• Information given
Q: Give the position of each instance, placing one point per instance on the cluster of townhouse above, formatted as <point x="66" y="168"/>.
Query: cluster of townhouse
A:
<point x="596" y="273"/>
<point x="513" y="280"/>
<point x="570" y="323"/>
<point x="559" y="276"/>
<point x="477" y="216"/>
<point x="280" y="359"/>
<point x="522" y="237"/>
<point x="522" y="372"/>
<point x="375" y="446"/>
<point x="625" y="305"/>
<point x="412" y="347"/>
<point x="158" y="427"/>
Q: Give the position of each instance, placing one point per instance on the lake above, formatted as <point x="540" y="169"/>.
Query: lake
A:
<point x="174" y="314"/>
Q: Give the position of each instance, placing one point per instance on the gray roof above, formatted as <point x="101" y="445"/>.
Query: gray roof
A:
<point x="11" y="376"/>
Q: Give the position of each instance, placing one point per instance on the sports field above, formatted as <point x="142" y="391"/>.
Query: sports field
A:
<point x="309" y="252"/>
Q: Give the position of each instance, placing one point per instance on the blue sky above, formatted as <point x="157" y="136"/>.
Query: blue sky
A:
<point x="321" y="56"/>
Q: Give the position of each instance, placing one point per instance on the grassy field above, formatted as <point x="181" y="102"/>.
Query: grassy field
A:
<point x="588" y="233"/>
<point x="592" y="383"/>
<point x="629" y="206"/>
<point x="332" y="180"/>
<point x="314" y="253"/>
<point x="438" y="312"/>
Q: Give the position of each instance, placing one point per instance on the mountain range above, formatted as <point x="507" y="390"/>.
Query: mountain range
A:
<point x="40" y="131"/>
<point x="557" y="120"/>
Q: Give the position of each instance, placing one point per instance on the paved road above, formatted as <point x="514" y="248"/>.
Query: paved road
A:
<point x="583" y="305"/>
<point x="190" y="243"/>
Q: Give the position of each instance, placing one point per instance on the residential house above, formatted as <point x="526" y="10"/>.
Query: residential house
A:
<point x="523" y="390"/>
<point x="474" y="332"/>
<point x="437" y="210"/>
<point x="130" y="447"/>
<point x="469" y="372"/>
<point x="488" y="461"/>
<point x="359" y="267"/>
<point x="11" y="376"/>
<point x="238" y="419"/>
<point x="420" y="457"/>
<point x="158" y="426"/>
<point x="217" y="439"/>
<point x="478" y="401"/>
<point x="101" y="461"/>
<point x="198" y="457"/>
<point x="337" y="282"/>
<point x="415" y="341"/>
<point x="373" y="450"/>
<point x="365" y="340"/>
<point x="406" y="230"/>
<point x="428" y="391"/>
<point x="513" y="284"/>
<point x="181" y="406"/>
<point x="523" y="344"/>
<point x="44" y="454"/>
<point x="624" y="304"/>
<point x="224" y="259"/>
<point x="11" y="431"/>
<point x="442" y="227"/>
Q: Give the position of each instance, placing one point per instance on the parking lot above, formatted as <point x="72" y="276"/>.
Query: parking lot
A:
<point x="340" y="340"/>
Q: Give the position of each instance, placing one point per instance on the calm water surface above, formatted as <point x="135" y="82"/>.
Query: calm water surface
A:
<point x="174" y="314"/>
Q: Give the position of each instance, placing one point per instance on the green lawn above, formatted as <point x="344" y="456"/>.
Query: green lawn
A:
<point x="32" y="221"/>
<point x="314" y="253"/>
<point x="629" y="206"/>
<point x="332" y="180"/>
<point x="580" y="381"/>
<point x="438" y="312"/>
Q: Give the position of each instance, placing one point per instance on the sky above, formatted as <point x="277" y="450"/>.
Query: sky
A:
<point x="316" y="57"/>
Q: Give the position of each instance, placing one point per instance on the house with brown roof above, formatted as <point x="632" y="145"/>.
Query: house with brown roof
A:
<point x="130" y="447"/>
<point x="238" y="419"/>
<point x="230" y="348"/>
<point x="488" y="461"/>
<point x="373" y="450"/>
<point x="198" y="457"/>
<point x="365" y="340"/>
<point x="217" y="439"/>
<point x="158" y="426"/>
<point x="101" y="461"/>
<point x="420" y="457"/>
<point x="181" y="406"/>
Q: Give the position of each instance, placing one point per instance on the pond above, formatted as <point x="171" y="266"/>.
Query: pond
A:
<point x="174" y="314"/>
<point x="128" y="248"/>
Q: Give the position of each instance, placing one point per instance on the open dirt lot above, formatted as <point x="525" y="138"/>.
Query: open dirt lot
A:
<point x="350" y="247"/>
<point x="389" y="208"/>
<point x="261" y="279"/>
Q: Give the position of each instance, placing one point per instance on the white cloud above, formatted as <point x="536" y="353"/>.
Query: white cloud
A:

• Objective
Output exactly the lines between the one containing "on the calm" and the final line above, both inclusive.

• Response to this task
Q: Give the position of each instance, placing one point per instance on the calm water surface above, formatted as <point x="135" y="82"/>.
Query: calm water surface
A:
<point x="174" y="314"/>
Q: Give the position of each instance, placing one point per instance on the green lawn above, formatted as <point x="344" y="456"/>.
Query: green lawn
A:
<point x="32" y="221"/>
<point x="314" y="253"/>
<point x="629" y="206"/>
<point x="332" y="180"/>
<point x="580" y="381"/>
<point x="438" y="312"/>
Q: Give the position of each instance, placing one point per instance on the sky above, formatted as <point x="277" y="450"/>.
Query: sky
A:
<point x="316" y="57"/>
Q: Give the position of each instance, placing one point per instance on the house with brown roof above, formatted as <point x="632" y="145"/>.
Query: house with brown roof
A:
<point x="130" y="447"/>
<point x="238" y="419"/>
<point x="230" y="348"/>
<point x="488" y="461"/>
<point x="373" y="450"/>
<point x="198" y="457"/>
<point x="365" y="340"/>
<point x="217" y="439"/>
<point x="158" y="426"/>
<point x="101" y="461"/>
<point x="420" y="457"/>
<point x="181" y="406"/>
Q: Give the position of each instance, placing one point per instance on the pond above, formatted as <point x="171" y="266"/>.
Query: pond
A:
<point x="174" y="314"/>
<point x="128" y="248"/>
Q: Give the position of each instance, placing one point per instance on the open dirt lot above, formatted as <point x="525" y="138"/>.
Query: open dirt lot
A:
<point x="350" y="247"/>
<point x="389" y="208"/>
<point x="261" y="279"/>
Q: Give the position of each instance, placing one point per instance on the white cloud above, formatted as <point x="536" y="353"/>.
Query: white cloud
A:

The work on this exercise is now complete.